* _AIM A_:
Which lines in the records below contain the word "foliage"? Extract every one of them in full.

* _DOCUMENT_:
____
Vishal Bailoor

Mrs. Mateyka

AP Lang/Comp

26 March 2012

Insert Borrowed Title Here: What is Original?

An artist stands, painting a masterpiece beyond apparent human conception. Someone approaches them, stares curiously at the painting, and then says, “How do you think of these things?” Dali, Picasso, a quiet, solitary teen – the artist aside, this is a scenario that has happened before and will happen again, and in that seemingly commonplace question lie the roots of perhaps one of the greatest philosophical quandaries the educated man has ever faced. Where do the ideas come from? Where does the inspiration to paint such a line in such a way, to play that note in this way, come from? Where, in fact, does any idea, any concept made real come from?

Originality is a true quandary, one that doesn’t quite fit with our normal conceptions of the universe. After all, everything arises from something else; the idea of a “deterministic universe” is a term popularly bandied about, as people say that you can trace anything, any action, thought, or emotion, from past experiences, actions, or thoughts. In a world where jaded hacks await eagerly a new fresh delight, perhaps the most valuable ideal is originality, and the truest originality lies in art, whatever “art” may be. Art is essentially creative; its entire value lies in innovation, in the pursuit and realization of essential newness, and if anything should be original, it would be art. But is even art original? After all, how is it even possible that a new idea randomly springs from nothingness, a true “something from nothing”? In short: it isn’t. As much as we’d like to believe that there is an unlimited panoply of forms and shapes and colors in the universe, the fact remains that what we call originality is nothing more than the complex interplay of a thousand thousand other things, a conglomeration of everything you’ve seen or heard before, consciously or subconsciously (Ways of Seeing). It is a depressing thought, but one that rings with truth upon closer inspection; for everything is composed of other things, and each and every majestic creation in the universe can be compartmentalized and sectionalized into a hyperimaginative portmanteau of the past recreated in a thousand ways in the present.
____
Dataset excerpt:
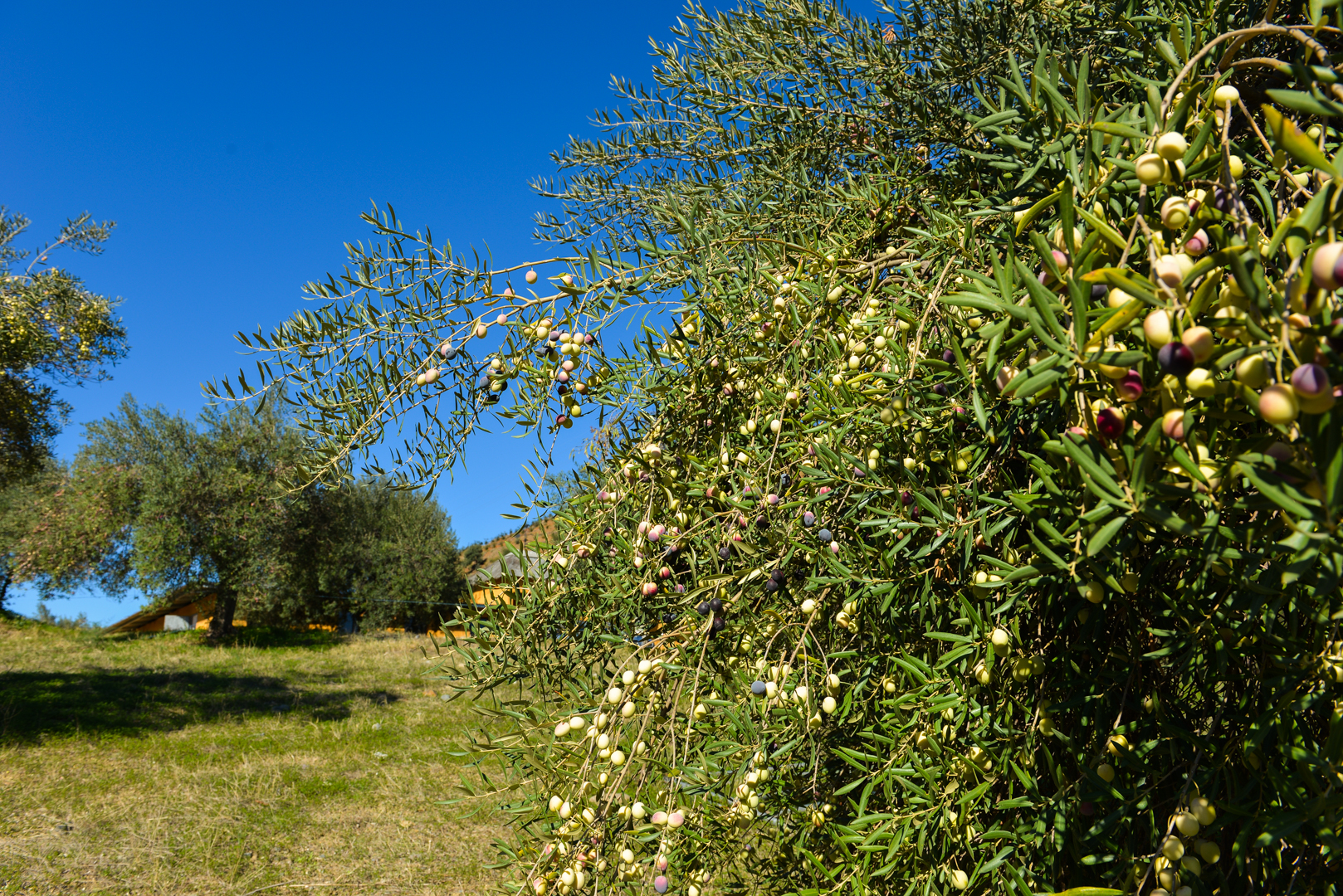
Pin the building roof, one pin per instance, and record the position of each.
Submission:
(510, 566)
(184, 596)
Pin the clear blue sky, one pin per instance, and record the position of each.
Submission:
(237, 144)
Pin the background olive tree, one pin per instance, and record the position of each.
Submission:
(154, 501)
(56, 334)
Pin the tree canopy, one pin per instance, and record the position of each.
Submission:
(154, 501)
(974, 523)
(52, 332)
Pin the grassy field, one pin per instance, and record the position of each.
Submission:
(159, 765)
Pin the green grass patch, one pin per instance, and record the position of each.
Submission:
(161, 765)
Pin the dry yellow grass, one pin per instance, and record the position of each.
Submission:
(156, 765)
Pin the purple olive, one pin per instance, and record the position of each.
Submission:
(1131, 387)
(1175, 359)
(1311, 381)
(1110, 422)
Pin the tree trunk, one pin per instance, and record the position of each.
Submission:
(222, 624)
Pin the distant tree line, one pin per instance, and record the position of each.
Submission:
(154, 501)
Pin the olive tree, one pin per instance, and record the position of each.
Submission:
(974, 523)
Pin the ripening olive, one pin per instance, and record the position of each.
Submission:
(1150, 168)
(1156, 328)
(1277, 405)
(1171, 145)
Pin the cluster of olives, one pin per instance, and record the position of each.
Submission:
(1182, 855)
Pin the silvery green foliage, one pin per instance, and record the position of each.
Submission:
(882, 579)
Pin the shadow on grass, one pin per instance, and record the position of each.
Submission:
(35, 705)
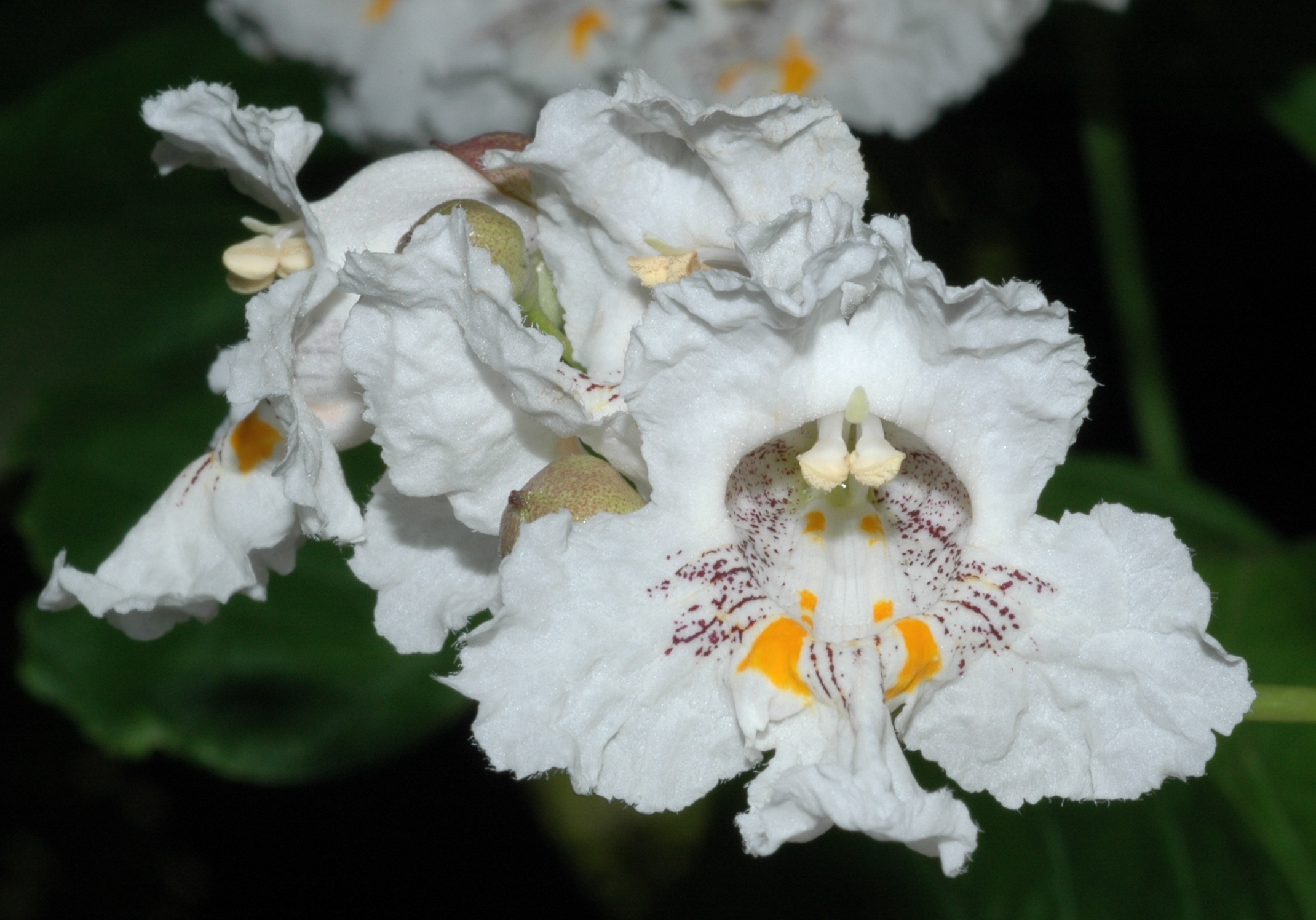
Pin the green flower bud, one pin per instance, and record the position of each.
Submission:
(491, 231)
(581, 483)
(541, 308)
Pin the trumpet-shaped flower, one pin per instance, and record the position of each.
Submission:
(841, 553)
(887, 65)
(273, 473)
(414, 70)
(469, 399)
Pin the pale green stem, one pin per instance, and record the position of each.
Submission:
(1111, 176)
(1283, 705)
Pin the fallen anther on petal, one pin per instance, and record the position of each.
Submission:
(653, 270)
(295, 256)
(275, 252)
(255, 258)
(824, 465)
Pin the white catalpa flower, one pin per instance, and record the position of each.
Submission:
(841, 553)
(887, 65)
(419, 70)
(273, 473)
(459, 345)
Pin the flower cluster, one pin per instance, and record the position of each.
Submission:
(806, 526)
(412, 70)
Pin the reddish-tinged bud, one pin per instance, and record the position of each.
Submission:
(512, 181)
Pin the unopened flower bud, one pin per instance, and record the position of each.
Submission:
(491, 231)
(581, 483)
(512, 181)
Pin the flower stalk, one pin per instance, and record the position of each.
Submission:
(1278, 703)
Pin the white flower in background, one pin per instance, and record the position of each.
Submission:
(419, 70)
(459, 349)
(911, 594)
(886, 65)
(273, 473)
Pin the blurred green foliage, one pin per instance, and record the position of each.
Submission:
(116, 307)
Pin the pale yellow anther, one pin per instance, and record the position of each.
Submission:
(874, 461)
(253, 258)
(653, 270)
(275, 252)
(825, 465)
(295, 256)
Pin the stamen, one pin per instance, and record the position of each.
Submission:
(825, 464)
(653, 270)
(278, 250)
(253, 258)
(295, 256)
(874, 461)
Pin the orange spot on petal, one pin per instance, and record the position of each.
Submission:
(255, 442)
(923, 656)
(378, 10)
(777, 653)
(584, 26)
(815, 521)
(798, 69)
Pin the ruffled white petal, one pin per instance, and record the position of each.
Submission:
(261, 151)
(264, 369)
(1116, 684)
(989, 376)
(446, 421)
(614, 173)
(571, 672)
(215, 532)
(848, 771)
(430, 571)
(887, 66)
(441, 69)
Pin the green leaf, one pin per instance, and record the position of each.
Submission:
(1294, 114)
(291, 690)
(288, 690)
(624, 859)
(107, 262)
(1264, 609)
(1206, 519)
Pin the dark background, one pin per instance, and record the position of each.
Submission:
(997, 189)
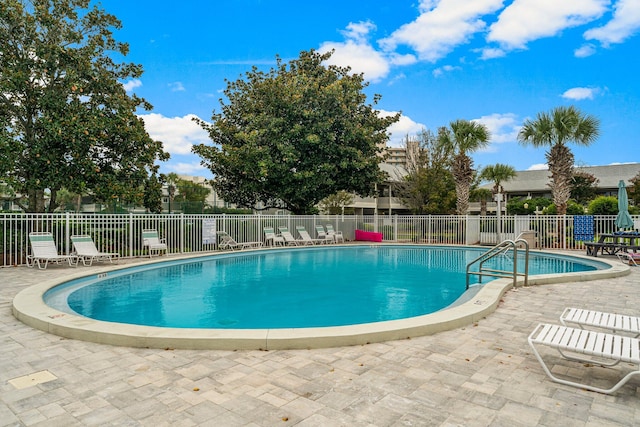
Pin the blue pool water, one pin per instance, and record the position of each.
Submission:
(295, 288)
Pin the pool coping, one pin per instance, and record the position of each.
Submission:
(29, 307)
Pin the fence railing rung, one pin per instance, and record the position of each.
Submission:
(193, 233)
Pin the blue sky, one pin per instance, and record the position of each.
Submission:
(497, 62)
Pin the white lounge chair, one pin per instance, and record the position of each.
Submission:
(271, 238)
(44, 249)
(324, 235)
(153, 242)
(598, 319)
(228, 242)
(600, 347)
(306, 238)
(337, 235)
(631, 258)
(86, 251)
(288, 237)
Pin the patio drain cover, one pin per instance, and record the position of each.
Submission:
(32, 379)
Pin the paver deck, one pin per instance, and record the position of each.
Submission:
(483, 374)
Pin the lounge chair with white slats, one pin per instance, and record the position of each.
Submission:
(44, 250)
(228, 242)
(288, 237)
(153, 242)
(87, 252)
(597, 347)
(598, 319)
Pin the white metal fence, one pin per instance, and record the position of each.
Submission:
(185, 233)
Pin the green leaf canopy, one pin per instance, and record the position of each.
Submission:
(294, 135)
(66, 120)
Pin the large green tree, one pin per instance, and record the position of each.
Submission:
(497, 174)
(428, 187)
(555, 130)
(66, 120)
(464, 137)
(290, 137)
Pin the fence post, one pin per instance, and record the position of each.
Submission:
(67, 230)
(131, 234)
(395, 228)
(182, 228)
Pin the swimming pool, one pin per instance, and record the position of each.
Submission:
(294, 288)
(388, 298)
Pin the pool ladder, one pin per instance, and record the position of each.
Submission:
(501, 249)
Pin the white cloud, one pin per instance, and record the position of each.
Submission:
(538, 167)
(625, 23)
(400, 129)
(441, 26)
(131, 85)
(584, 51)
(187, 168)
(178, 134)
(526, 20)
(492, 53)
(579, 93)
(357, 53)
(503, 127)
(177, 87)
(445, 69)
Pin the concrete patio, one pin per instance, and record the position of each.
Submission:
(483, 374)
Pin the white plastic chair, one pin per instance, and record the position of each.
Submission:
(44, 250)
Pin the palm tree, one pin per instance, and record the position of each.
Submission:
(555, 129)
(464, 137)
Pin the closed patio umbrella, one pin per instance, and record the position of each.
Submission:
(623, 219)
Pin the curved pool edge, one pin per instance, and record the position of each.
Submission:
(29, 307)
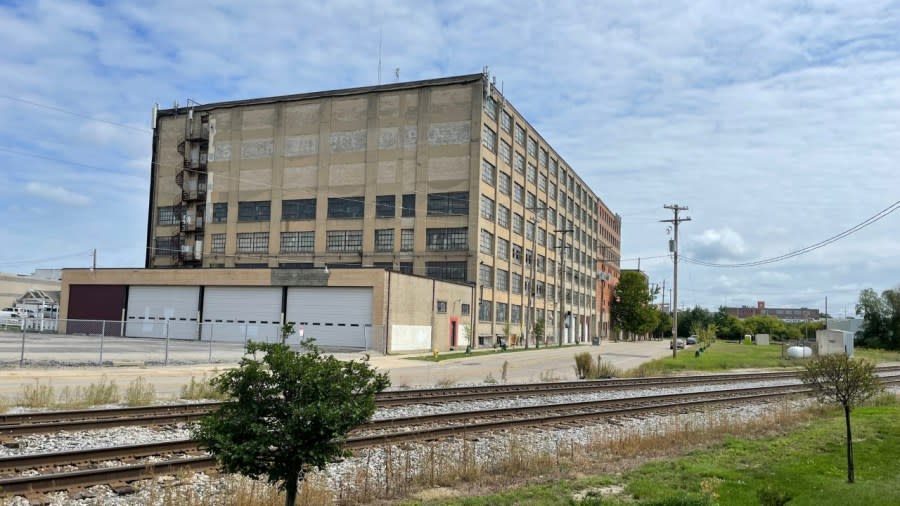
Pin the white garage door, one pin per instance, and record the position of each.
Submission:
(241, 313)
(335, 317)
(161, 311)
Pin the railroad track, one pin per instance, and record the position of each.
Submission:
(430, 427)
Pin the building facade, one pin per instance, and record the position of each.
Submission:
(441, 178)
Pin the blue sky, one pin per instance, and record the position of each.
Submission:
(777, 123)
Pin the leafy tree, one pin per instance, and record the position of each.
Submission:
(881, 316)
(630, 308)
(289, 412)
(838, 378)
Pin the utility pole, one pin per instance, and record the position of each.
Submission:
(562, 269)
(673, 247)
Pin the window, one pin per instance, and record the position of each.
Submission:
(518, 223)
(502, 248)
(519, 163)
(486, 275)
(384, 239)
(406, 239)
(488, 172)
(303, 209)
(217, 243)
(515, 313)
(253, 242)
(520, 135)
(451, 271)
(166, 216)
(516, 283)
(505, 185)
(502, 216)
(505, 151)
(486, 242)
(345, 207)
(344, 240)
(487, 208)
(488, 138)
(448, 204)
(484, 311)
(502, 280)
(444, 239)
(254, 211)
(298, 242)
(500, 314)
(385, 206)
(505, 121)
(220, 212)
(518, 193)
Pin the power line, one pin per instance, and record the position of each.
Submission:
(73, 113)
(821, 244)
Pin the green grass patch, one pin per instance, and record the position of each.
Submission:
(808, 466)
(722, 355)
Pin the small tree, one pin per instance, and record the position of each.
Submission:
(288, 412)
(838, 378)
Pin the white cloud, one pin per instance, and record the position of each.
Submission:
(56, 193)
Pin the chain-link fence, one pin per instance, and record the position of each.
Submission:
(50, 342)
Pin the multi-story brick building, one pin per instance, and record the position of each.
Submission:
(442, 178)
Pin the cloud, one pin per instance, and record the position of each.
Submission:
(56, 193)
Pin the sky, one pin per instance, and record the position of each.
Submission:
(776, 123)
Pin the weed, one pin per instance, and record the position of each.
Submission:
(140, 393)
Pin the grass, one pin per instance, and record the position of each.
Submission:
(806, 462)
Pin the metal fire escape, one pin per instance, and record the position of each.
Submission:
(190, 204)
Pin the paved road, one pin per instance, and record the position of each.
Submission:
(72, 361)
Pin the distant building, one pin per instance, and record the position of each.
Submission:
(790, 315)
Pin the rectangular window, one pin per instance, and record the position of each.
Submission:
(298, 242)
(344, 240)
(502, 248)
(516, 284)
(500, 315)
(519, 164)
(502, 280)
(447, 239)
(520, 135)
(302, 209)
(505, 185)
(217, 243)
(486, 275)
(487, 208)
(254, 211)
(518, 193)
(488, 172)
(502, 216)
(406, 239)
(448, 204)
(409, 206)
(488, 138)
(384, 239)
(518, 223)
(385, 206)
(505, 151)
(220, 212)
(346, 207)
(253, 242)
(166, 216)
(486, 242)
(451, 271)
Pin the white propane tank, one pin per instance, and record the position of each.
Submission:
(799, 352)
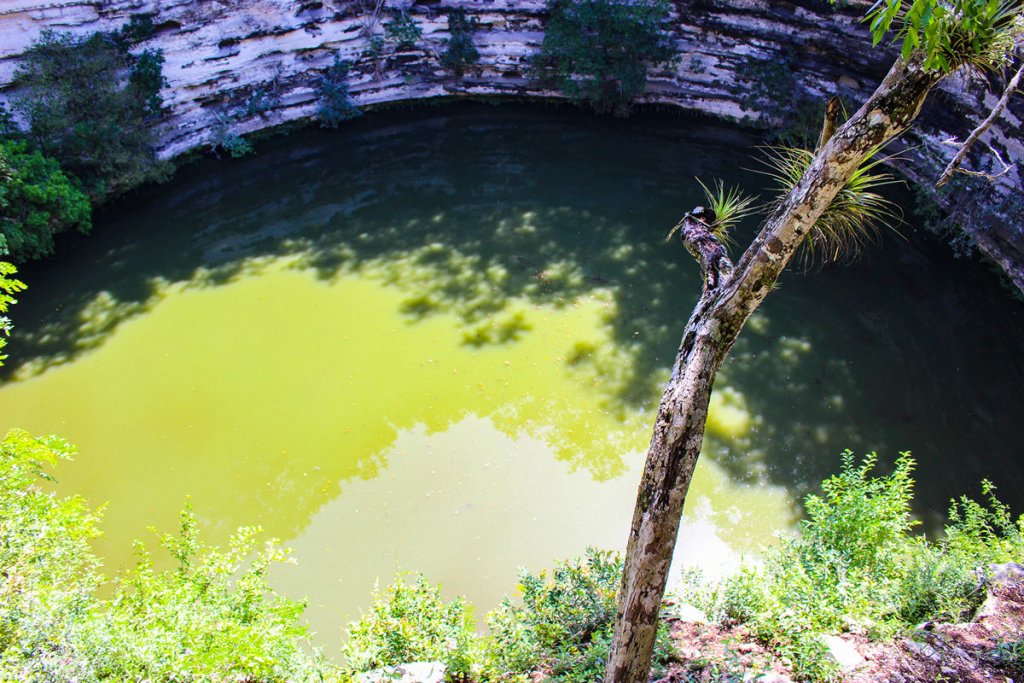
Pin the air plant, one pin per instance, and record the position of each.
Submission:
(853, 218)
(729, 207)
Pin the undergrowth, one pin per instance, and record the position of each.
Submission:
(857, 566)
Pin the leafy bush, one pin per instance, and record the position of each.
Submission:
(598, 51)
(88, 102)
(224, 139)
(564, 625)
(459, 50)
(411, 622)
(8, 288)
(856, 565)
(37, 201)
(332, 91)
(260, 100)
(49, 571)
(213, 617)
(402, 31)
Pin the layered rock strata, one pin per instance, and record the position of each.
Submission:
(219, 53)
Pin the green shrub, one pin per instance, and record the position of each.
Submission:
(49, 571)
(402, 31)
(8, 288)
(332, 92)
(944, 580)
(224, 139)
(37, 201)
(564, 624)
(856, 565)
(598, 51)
(459, 50)
(213, 617)
(411, 622)
(260, 100)
(89, 102)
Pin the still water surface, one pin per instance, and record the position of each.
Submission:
(434, 340)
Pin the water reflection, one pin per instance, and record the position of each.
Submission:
(258, 334)
(469, 505)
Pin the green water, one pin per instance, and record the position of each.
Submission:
(434, 340)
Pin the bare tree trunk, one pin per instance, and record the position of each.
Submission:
(729, 297)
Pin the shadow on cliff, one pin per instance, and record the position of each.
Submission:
(470, 209)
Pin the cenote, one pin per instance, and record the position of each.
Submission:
(433, 340)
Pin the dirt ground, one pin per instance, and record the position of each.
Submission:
(972, 652)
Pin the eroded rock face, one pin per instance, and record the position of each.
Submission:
(219, 52)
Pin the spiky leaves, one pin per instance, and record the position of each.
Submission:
(980, 34)
(727, 206)
(854, 216)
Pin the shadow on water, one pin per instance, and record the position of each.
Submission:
(470, 209)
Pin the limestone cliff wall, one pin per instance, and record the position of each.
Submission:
(218, 52)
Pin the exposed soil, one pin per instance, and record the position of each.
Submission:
(971, 652)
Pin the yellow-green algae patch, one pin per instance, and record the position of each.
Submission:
(377, 422)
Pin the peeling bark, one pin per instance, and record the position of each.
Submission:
(729, 297)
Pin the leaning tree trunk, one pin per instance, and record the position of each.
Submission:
(730, 295)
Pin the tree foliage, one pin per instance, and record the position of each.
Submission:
(460, 50)
(212, 617)
(37, 201)
(598, 51)
(8, 288)
(89, 102)
(951, 33)
(332, 92)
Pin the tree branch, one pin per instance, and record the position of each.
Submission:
(830, 122)
(696, 233)
(977, 132)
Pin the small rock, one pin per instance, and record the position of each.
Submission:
(924, 649)
(416, 672)
(844, 653)
(1005, 573)
(687, 612)
(848, 82)
(772, 677)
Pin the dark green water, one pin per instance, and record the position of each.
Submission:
(434, 339)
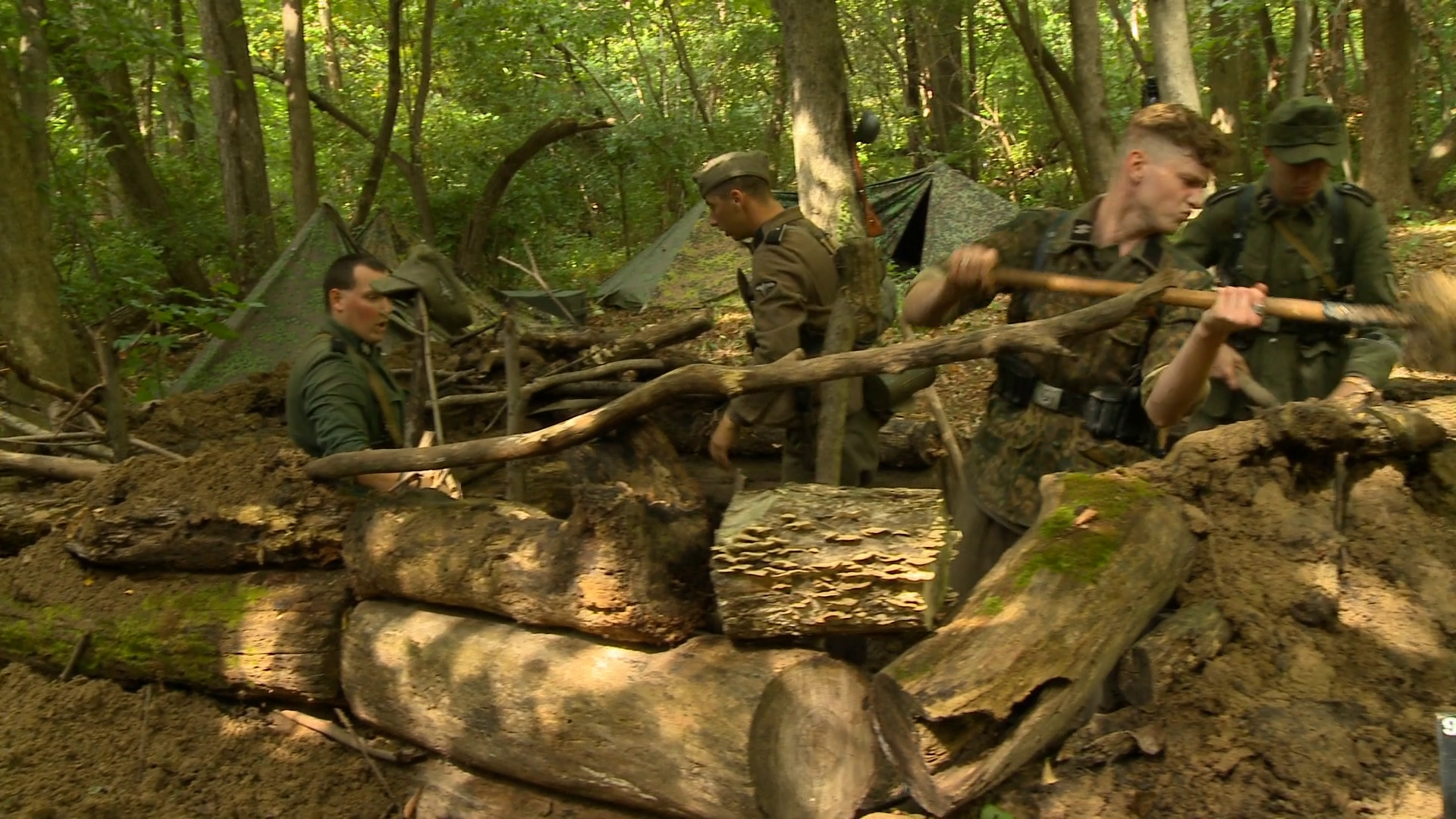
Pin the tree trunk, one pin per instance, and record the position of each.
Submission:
(181, 120)
(476, 231)
(1172, 651)
(334, 72)
(419, 187)
(814, 53)
(628, 564)
(1436, 162)
(1033, 645)
(36, 108)
(452, 793)
(1231, 61)
(1385, 152)
(680, 50)
(1036, 53)
(1172, 53)
(262, 634)
(112, 120)
(239, 139)
(386, 127)
(1090, 102)
(941, 52)
(808, 560)
(300, 118)
(701, 730)
(31, 311)
(1301, 49)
____
* _AIM B_:
Repeat the passage of the essay on originality, starting with "An artist stands, painting" and going on through "real come from?".

* _RIGHT ANSWER A_:
Pin the silvery green foliage, one pin per instance, and record the position of each.
Pin the blurred green foliage, one pin per instance, and record the position of each.
Pin the tree foliage, one pin per instance, and record the position of each.

* _RIGHT ANSWER B_:
An artist stands, painting a masterpiece beyond apparent human conception. Someone approaches them, stares curiously at the painting, and then says, “How do you think of these things?” Dali, Picasso, a quiet, solitary teen – the artist aside, this is a scenario that has happened before and will happen again, and in that seemingly commonplace question lie the roots of perhaps one of the greatest philosophical quandaries the educated man has ever faced. Where do the ideas come from? Where does the inspiration to paint such a line in such a way, to play that note in this way, come from? Where, in fact, does any idea, any concept made real come from?